====== INFORMATION SHOWN

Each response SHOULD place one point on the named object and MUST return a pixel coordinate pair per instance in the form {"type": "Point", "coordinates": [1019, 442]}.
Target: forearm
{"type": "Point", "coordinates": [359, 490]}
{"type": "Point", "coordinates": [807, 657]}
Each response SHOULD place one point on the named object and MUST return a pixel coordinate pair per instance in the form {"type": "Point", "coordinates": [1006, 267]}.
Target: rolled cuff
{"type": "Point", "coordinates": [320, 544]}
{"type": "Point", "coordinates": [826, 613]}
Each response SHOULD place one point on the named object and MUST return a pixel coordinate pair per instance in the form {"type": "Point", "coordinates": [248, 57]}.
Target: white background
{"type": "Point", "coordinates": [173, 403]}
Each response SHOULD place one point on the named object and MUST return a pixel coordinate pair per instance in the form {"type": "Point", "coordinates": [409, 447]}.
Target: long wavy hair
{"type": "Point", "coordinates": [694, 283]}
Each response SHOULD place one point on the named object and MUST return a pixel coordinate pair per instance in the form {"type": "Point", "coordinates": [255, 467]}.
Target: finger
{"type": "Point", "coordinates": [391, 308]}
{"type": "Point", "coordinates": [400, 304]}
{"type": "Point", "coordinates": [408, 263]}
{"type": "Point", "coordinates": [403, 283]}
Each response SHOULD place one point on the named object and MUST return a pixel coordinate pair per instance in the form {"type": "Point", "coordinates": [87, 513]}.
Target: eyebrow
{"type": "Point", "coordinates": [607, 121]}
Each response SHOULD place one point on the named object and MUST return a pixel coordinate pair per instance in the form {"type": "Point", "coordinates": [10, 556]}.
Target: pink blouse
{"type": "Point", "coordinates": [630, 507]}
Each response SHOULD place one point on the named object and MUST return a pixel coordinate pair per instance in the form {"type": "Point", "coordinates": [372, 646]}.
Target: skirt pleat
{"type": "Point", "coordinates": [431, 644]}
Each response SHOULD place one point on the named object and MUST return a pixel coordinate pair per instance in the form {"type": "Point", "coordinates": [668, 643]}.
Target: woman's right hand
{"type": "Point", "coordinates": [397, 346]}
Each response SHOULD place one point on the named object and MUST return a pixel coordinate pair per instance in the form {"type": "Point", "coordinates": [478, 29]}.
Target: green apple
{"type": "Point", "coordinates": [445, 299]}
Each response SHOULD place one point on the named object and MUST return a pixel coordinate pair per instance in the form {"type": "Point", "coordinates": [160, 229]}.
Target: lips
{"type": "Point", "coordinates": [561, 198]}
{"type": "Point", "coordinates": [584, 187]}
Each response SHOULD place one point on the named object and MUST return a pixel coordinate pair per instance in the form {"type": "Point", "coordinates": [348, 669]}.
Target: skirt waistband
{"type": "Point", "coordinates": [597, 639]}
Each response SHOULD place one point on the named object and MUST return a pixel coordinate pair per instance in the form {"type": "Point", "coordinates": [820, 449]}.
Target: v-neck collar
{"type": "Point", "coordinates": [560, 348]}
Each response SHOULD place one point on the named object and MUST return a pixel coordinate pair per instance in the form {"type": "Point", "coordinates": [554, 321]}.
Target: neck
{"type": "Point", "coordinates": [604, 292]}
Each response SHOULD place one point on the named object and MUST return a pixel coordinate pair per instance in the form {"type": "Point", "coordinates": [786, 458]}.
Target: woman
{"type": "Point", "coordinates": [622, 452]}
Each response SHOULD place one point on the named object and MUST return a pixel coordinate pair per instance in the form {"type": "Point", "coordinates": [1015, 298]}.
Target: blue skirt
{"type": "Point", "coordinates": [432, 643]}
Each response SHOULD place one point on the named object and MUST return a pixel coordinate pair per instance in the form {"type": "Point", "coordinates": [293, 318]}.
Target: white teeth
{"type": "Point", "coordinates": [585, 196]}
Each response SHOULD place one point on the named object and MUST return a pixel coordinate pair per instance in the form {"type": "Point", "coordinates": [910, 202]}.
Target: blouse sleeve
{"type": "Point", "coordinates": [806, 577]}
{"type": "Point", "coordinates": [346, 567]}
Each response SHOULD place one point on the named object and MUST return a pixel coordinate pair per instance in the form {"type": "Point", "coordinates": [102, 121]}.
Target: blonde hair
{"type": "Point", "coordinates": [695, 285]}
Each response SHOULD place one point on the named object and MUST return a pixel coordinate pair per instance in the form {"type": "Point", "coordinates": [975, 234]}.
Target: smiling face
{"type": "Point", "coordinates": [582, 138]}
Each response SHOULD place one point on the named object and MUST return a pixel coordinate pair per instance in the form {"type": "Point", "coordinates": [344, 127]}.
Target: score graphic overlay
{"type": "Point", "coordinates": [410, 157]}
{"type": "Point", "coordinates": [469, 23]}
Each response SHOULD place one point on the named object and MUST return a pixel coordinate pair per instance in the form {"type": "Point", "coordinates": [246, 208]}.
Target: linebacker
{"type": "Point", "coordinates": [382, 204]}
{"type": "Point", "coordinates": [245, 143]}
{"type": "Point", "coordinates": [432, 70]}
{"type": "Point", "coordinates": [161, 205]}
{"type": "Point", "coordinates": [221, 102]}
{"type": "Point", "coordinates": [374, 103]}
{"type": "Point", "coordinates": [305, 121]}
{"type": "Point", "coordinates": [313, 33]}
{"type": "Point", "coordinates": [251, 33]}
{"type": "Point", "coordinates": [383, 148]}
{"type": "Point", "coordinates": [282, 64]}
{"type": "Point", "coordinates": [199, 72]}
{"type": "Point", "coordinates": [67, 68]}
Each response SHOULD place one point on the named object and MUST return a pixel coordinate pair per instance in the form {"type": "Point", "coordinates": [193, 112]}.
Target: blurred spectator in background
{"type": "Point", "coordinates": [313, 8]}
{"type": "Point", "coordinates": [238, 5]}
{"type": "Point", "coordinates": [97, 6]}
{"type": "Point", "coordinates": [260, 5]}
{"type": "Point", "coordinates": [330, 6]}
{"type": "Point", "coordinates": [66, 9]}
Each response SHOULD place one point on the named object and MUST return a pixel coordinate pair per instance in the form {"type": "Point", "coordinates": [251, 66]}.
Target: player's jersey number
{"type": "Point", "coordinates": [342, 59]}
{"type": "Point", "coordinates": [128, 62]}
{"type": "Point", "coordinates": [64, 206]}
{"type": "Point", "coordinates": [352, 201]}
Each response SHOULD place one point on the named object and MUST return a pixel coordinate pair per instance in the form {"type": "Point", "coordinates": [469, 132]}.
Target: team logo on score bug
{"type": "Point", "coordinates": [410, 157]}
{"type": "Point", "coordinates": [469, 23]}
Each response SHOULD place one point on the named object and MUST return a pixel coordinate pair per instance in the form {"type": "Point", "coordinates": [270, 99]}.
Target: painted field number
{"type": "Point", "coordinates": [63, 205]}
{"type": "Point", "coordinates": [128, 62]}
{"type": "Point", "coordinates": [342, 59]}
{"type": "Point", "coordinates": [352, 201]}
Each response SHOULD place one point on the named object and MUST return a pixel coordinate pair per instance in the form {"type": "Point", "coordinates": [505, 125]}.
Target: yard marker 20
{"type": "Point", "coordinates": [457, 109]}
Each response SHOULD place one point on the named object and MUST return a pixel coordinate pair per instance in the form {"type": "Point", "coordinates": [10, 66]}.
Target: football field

============

## WHAT THE TASK REQUIRES
Repeat the entries shown above, every one, word for word.

## THE RESPONSE
Each response SHOULD place one point on the named object and MUST return a pixel coordinate pair per instance in the form {"type": "Point", "coordinates": [1019, 442]}.
Target: forearm
{"type": "Point", "coordinates": [359, 490]}
{"type": "Point", "coordinates": [807, 657]}
Each response SHOULD place one point on the named object and MUST return a pixel coordinate pair per instance in the form {"type": "Point", "coordinates": [1006, 267]}.
Target: rolled cuff
{"type": "Point", "coordinates": [320, 544]}
{"type": "Point", "coordinates": [826, 613]}
Each response SHOULD place one point on the named object and MUST return a pixel coordinate pair per instance in the form {"type": "Point", "coordinates": [248, 57]}.
Target: white background
{"type": "Point", "coordinates": [173, 403]}
Each response SHOULD place one point on the named object and MUST return a pixel coordinate pair per instance in the form {"type": "Point", "coordinates": [409, 447]}.
Target: long wavy hair
{"type": "Point", "coordinates": [694, 283]}
Each response SHOULD place one point on the named object and MUST return a pixel coordinate pair per instance in the form {"type": "Point", "coordinates": [255, 467]}.
Target: finger
{"type": "Point", "coordinates": [391, 308]}
{"type": "Point", "coordinates": [400, 304]}
{"type": "Point", "coordinates": [408, 263]}
{"type": "Point", "coordinates": [403, 283]}
Each response SHOULD place one point on the named object and MUST return a pixel coordinate pair per instance in the form {"type": "Point", "coordinates": [87, 513]}.
Target: eyebrow
{"type": "Point", "coordinates": [607, 121]}
Each response SHOULD place one point on the named object and MUST return a pixel coordinate pair per instance in the form {"type": "Point", "coordinates": [10, 556]}.
Target: pink blouse
{"type": "Point", "coordinates": [630, 507]}
Each response SHOULD place one point on the named object and MUST return a pixel coordinate pair per instance in the form {"type": "Point", "coordinates": [372, 646]}.
Target: skirt pleat
{"type": "Point", "coordinates": [431, 644]}
Each response SHOULD place one point on the named object and MUST return a pixel coordinate pair per instance in the form {"type": "Point", "coordinates": [668, 643]}.
Target: woman's right hand
{"type": "Point", "coordinates": [397, 346]}
Each response SHOULD place one point on the named object and MUST return a pixel coordinate pair per instance in the form {"type": "Point", "coordinates": [478, 29]}.
Target: green apple
{"type": "Point", "coordinates": [445, 299]}
Each response SHOULD place one point on the named object and MUST return a pixel coordinate pair per instance in the form {"type": "Point", "coordinates": [160, 229]}.
Target: lips
{"type": "Point", "coordinates": [561, 198]}
{"type": "Point", "coordinates": [584, 187]}
Each response SHOULD place one point on the named object and MUST return a pixel coordinate pair per instance in the form {"type": "Point", "coordinates": [348, 669]}.
Target: skirt waistband
{"type": "Point", "coordinates": [597, 639]}
Each response SHOULD place one point on the named object and MUST return a pixel coordinate pair per instance in the form {"type": "Point", "coordinates": [820, 449]}.
Target: v-neck collar
{"type": "Point", "coordinates": [560, 348]}
Each response SHOULD place one point on the named object and MUST return a pixel coordinate pair per instance in the form {"type": "Point", "coordinates": [554, 321]}.
Target: neck
{"type": "Point", "coordinates": [604, 292]}
Each response SHOULD place one point on the named object and MUST return a pixel coordinate pair per instance in the form {"type": "Point", "coordinates": [786, 458]}.
Target: woman
{"type": "Point", "coordinates": [622, 452]}
Each response SHOULD place one point on the named object and MUST return a pixel coordinate pair per instance in the form {"type": "Point", "coordinates": [1015, 298]}.
Target: blue skirt
{"type": "Point", "coordinates": [432, 643]}
Each response SHOULD place one point on the named object and MUST return a pixel coordinate pair per instance in the form {"type": "Point", "coordinates": [293, 318]}.
Target: white teeth
{"type": "Point", "coordinates": [585, 196]}
Each response SHOULD place one point on the named object and MUST return a pixel coordinate pair per instance in the form {"type": "Point", "coordinates": [910, 202]}.
Target: blouse sleeve
{"type": "Point", "coordinates": [806, 577]}
{"type": "Point", "coordinates": [346, 567]}
Each response SHOULD place one point on the named object and MUST return a pixel coordinate pair per instance in the form {"type": "Point", "coordinates": [102, 121]}.
Target: blonde hair
{"type": "Point", "coordinates": [695, 285]}
Each response SHOULD place one point on the named object and MUST return a pixel coordinate pair per instance in the form {"type": "Point", "coordinates": [975, 234]}.
Target: smiling face
{"type": "Point", "coordinates": [582, 138]}
Each response SHOULD place one point on the named object and MUST return a pixel coordinate pair per instance in the form {"type": "Point", "coordinates": [344, 127]}.
Target: score graphic overlay
{"type": "Point", "coordinates": [410, 157]}
{"type": "Point", "coordinates": [469, 23]}
Each response SHOULD place one point on the named object and MUST return a pixel coordinate pair per instance in the form {"type": "Point", "coordinates": [246, 208]}.
Target: linebacker
{"type": "Point", "coordinates": [382, 204]}
{"type": "Point", "coordinates": [245, 143]}
{"type": "Point", "coordinates": [432, 70]}
{"type": "Point", "coordinates": [161, 205]}
{"type": "Point", "coordinates": [221, 102]}
{"type": "Point", "coordinates": [374, 103]}
{"type": "Point", "coordinates": [305, 121]}
{"type": "Point", "coordinates": [313, 33]}
{"type": "Point", "coordinates": [251, 33]}
{"type": "Point", "coordinates": [383, 148]}
{"type": "Point", "coordinates": [282, 64]}
{"type": "Point", "coordinates": [199, 72]}
{"type": "Point", "coordinates": [67, 68]}
Each response SHOULD place one point on the named object and MUST return a pixel coordinate pair per instance in the form {"type": "Point", "coordinates": [193, 112]}.
Target: blurred spectator in background
{"type": "Point", "coordinates": [313, 8]}
{"type": "Point", "coordinates": [238, 5]}
{"type": "Point", "coordinates": [97, 6]}
{"type": "Point", "coordinates": [260, 5]}
{"type": "Point", "coordinates": [330, 6]}
{"type": "Point", "coordinates": [66, 9]}
Each response SHOULD place one point on the named object and MUST return a pixel coordinate pair per instance in the form {"type": "Point", "coordinates": [251, 66]}.
Target: player's jersey number
{"type": "Point", "coordinates": [342, 59]}
{"type": "Point", "coordinates": [128, 62]}
{"type": "Point", "coordinates": [64, 206]}
{"type": "Point", "coordinates": [352, 201]}
Each response SHOULD place one point on the named object and MUST return a pixel coordinate pair per instance in the form {"type": "Point", "coordinates": [469, 132]}.
Target: team logo on score bug
{"type": "Point", "coordinates": [410, 157]}
{"type": "Point", "coordinates": [469, 23]}
Each response SHOULD place one point on the named object and MUST return a pixel coordinate pair per instance in the form {"type": "Point", "coordinates": [270, 99]}.
Target: painted field number
{"type": "Point", "coordinates": [63, 205]}
{"type": "Point", "coordinates": [128, 62]}
{"type": "Point", "coordinates": [342, 59]}
{"type": "Point", "coordinates": [352, 201]}
Each response SHOULD place one point on the named object and MUST return a pixel coordinate pair per instance in the form {"type": "Point", "coordinates": [505, 125]}.
Target: yard marker 20
{"type": "Point", "coordinates": [457, 109]}
Each response SHOULD place one point on the named object and MUST return a pixel coordinate pair per instance in the form {"type": "Point", "coordinates": [10, 66]}.
Target: football field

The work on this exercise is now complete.